# Problem statement:
Return all the data, word for word.

(Source data)
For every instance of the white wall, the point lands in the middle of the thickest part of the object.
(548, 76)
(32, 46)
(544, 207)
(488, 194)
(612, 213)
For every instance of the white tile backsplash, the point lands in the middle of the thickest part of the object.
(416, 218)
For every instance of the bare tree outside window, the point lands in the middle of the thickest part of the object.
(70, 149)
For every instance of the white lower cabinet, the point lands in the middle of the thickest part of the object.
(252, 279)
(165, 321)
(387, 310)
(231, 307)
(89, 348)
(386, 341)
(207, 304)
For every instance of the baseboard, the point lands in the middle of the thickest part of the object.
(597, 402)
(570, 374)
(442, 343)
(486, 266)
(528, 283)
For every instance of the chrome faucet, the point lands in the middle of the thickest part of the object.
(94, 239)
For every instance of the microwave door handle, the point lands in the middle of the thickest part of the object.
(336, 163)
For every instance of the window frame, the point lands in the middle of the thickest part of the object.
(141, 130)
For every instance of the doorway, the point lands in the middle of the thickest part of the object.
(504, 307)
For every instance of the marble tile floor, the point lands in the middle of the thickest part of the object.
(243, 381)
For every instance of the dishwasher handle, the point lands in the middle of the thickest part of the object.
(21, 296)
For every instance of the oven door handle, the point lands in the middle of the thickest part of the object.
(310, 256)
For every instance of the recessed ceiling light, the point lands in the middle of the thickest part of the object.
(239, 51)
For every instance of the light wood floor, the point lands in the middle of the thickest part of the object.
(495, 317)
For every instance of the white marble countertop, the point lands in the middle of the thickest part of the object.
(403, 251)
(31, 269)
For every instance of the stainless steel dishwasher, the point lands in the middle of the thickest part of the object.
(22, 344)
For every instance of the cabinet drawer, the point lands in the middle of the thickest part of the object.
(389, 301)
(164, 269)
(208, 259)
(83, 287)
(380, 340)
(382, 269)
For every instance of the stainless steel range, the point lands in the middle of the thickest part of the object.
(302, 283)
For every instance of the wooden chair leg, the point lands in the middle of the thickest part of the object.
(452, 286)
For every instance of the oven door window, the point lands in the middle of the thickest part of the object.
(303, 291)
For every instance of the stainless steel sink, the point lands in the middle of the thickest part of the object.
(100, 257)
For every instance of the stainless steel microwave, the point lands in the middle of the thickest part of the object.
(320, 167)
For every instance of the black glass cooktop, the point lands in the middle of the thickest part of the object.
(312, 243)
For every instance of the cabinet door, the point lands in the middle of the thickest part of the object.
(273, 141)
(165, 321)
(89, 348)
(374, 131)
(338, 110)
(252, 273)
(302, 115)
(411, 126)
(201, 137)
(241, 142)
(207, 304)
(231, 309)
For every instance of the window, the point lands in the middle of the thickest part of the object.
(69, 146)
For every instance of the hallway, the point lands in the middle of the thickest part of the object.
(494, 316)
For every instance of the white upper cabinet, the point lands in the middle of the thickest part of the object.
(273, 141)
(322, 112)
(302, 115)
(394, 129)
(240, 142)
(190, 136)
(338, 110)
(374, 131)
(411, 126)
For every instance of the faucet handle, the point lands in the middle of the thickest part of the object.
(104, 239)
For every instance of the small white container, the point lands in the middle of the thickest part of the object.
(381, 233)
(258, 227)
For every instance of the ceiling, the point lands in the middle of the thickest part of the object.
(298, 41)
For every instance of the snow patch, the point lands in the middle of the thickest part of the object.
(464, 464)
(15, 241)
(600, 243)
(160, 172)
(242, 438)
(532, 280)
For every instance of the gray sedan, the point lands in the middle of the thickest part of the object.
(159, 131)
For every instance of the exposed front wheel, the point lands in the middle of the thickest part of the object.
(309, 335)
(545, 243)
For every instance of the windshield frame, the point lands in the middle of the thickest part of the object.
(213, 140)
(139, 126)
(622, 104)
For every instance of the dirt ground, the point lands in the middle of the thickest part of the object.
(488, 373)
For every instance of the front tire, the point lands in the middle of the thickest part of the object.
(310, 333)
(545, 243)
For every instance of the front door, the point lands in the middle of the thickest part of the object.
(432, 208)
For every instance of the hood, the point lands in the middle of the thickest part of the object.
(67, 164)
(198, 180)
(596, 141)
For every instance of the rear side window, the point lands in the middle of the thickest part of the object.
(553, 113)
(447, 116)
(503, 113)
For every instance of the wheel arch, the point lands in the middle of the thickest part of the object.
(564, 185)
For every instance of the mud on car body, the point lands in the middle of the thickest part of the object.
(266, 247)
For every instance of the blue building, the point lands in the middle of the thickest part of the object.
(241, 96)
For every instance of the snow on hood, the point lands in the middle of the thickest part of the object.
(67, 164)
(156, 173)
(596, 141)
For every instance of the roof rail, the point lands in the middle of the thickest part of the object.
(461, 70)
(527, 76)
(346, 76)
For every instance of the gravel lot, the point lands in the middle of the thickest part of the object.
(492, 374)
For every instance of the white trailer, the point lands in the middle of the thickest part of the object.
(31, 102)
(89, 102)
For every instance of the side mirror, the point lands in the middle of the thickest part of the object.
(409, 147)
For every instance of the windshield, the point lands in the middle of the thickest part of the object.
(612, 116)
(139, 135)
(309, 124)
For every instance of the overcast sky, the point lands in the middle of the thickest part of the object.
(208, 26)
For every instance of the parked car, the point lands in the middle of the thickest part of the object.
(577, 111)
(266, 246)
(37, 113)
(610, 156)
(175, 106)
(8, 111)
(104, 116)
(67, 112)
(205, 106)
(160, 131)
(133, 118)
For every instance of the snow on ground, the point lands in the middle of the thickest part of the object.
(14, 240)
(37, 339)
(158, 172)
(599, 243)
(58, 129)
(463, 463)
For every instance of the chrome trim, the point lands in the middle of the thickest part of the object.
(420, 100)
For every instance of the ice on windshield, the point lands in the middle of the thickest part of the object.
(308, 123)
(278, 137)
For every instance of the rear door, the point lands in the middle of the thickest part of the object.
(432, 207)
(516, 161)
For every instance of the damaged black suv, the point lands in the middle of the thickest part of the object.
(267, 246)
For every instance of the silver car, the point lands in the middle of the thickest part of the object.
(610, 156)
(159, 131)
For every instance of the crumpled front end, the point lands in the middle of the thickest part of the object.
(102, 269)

# Exercise output:
For every instance of the white wall, the point lands in the middle of the thickest part of the object.
(548, 76)
(32, 46)
(544, 207)
(488, 194)
(612, 213)
For every instance of the white tile backsplash, the point lands in the middle of the thickest part of the object.
(416, 218)
For every instance of the bare tree outside window, the point lands in the middle of the thickest part of the object.
(70, 149)
For every instance of the white lower cabinet, the point lands in the middle of the thickest part of the object.
(252, 279)
(165, 321)
(387, 310)
(231, 307)
(89, 348)
(386, 341)
(207, 304)
For every instance of the baseboard, the point lands in the middle of the thickest part of the object.
(597, 402)
(570, 374)
(442, 343)
(486, 266)
(528, 283)
For every instance of the chrome faucet, the point lands in the middle of the thickest part of the object.
(94, 239)
For every instance of the microwave door handle, the point lands in the middle of the thickest part of the object.
(336, 163)
For every instance of the window frame, the point lands in the middle of the thickest part of the object.
(141, 130)
For every instance of the doorway, the point lands in the middle of the thickest part of the object.
(504, 307)
For every instance of the marble tile floor, the point lands in the middle of the thickest part of the object.
(243, 381)
For every instance of the dishwasher handle, the point lands in the middle of the thickest part of the object.
(21, 296)
For every instance of the oven door handle, the point lands in the middle of the thickest part of the object.
(310, 256)
For every instance of the recessed ceiling light, the point lands in the middle of the thickest part of the object.
(239, 51)
For every instance of the light wood floor, the point lands in the middle of the thickest part of the object.
(495, 317)
For every instance of the white marble countertop, the point lands in the middle of the thickest part of the object.
(403, 251)
(31, 269)
For every instance of the stainless steel dishwasher, the point lands in the middle of the thickest part of the object.
(22, 344)
For every instance of the cabinet drawer, the point lands in the middle of the thickest part of the object.
(389, 301)
(164, 269)
(208, 259)
(83, 287)
(380, 340)
(382, 269)
For every instance of the stainless steel range, the point lands in the middle of the thickest part of the object.
(302, 283)
For every instance of the wooden chair leg, the point lands in the middle of the thickest part of the object.
(452, 286)
For every instance of the oven door window, the point lands in the middle of the thickest part of the object.
(303, 291)
For every instance of the stainless steel sink, the point lands in the middle of the thickest part of the object.
(100, 257)
For every instance of the stainless steel microwave, the point lands in the middle of the thickest part of the object.
(320, 167)
For every instance of the black glass cooktop, the point lands in the middle of the thickest part of the object.
(312, 243)
For every instance of the cabinet door, the point lands in the middle of the thickest part of the object.
(273, 141)
(165, 321)
(89, 348)
(374, 131)
(338, 110)
(252, 273)
(302, 115)
(411, 126)
(201, 137)
(241, 142)
(207, 304)
(231, 309)
For every instance of the window, the point lands in the middle of the thickest part of the object.
(69, 146)
For every instance of the hallway, the point lands in the middle of the thickest part of the object.
(494, 316)
For every instance of the white upper cabinet, the point lands in the middle of the thickest part of the object.
(273, 141)
(322, 112)
(302, 115)
(394, 129)
(240, 142)
(190, 136)
(338, 110)
(374, 131)
(411, 126)
For every instance of the faucet handle, the point lands in the middle of the thickest part of the object.
(104, 239)
For every instance of the small white container, the point lands in the middle of the thickest part of the object.
(381, 233)
(258, 227)
For every instance of the ceiling, the point lands in the middle of the thickest part of the object.
(298, 41)
For every instance of the snow patch, the point lands in the middle of the thickest part of the object.
(464, 464)
(15, 241)
(600, 243)
(160, 172)
(242, 438)
(532, 280)
For every instance of the gray sedan, the point lands in the middle of the thickest part of the object.
(159, 131)
For every instance of the exposed front wheel, the point lands in the middle of the thickest part of the object.
(309, 335)
(545, 243)
For every instance of the windshield frame, the point lands in the middle of the thickest part of the object.
(213, 140)
(139, 126)
(622, 104)
For every instance of the dirt ground, the point lands in the middle of the thickest part of the object.
(488, 373)
For every instance of the front tire, the point lands in the middle of the thickest part of the object.
(310, 333)
(545, 243)
For every instance of the front door, the point lands in the middle of the thickest part of the object.
(432, 208)
For every instance of the hood, the point lands in the middle of the thickest part of the object.
(67, 164)
(198, 180)
(596, 141)
For every instance of the rear side window, the point lands in the middle of the thickest part of the object.
(553, 113)
(447, 116)
(503, 113)
For every instance of the wheel arch, the point lands in the middle of the thickest part of the object.
(564, 185)
For every instance of the mud on car body, the point lands in the middle of the thickest part of the object.
(266, 247)
For every instance of the blue building, the point lands in the middle of the thickest part of the object.
(241, 96)
For every instance of the snow on hood, the point lands in the middle of the thickest part of the object.
(67, 164)
(156, 173)
(596, 141)
For every instance of the roof rail, the point lands in the middle of the thickest part of the object.
(461, 70)
(527, 76)
(346, 76)
For every instance of the gravel lot, the point lands in the middle of the thickest part of the object.
(492, 374)
For every instance of the white trailer, the point lands in the middle of the thickest part of the object.
(31, 102)
(89, 102)
For every instance of the side mirror, the point lands in the middle of the thickest part of the object.
(409, 147)
For every instance of the windshield, the point lands in the middle of the thickest part of the object.
(612, 116)
(139, 135)
(309, 124)
For every instance of the overcast sky, the point lands in the middle of the thickest part of the object.
(208, 26)
For every instance of the parked car, the point lands in the middle of the thickest part of the object.
(577, 111)
(266, 246)
(37, 113)
(610, 156)
(175, 106)
(8, 111)
(104, 116)
(67, 112)
(205, 106)
(160, 131)
(133, 118)
For every instance of the snow on ground, the point lands in the middle of the thickest part of the object.
(14, 240)
(37, 339)
(158, 172)
(599, 243)
(58, 129)
(463, 463)
For every instance of the chrome trim, the point lands in the middle of the thickest part of the object.
(420, 100)
For every instance of the ice on windshield, the point lands in the middle of the thickest part of the object.
(308, 123)
(278, 137)
For every instance of the rear door, the point lands in the middle of the thickest part of the object.
(432, 207)
(516, 161)
For every instance of the damaged black suv, the point lands in the middle of the thickest part of the object.
(267, 246)
For every instance of the silver car, the point lands in the middle of the thickest part of the object.
(610, 156)
(159, 131)
For every instance of the crumpled front end, the point lands in the middle of the thickest part of the object.
(102, 269)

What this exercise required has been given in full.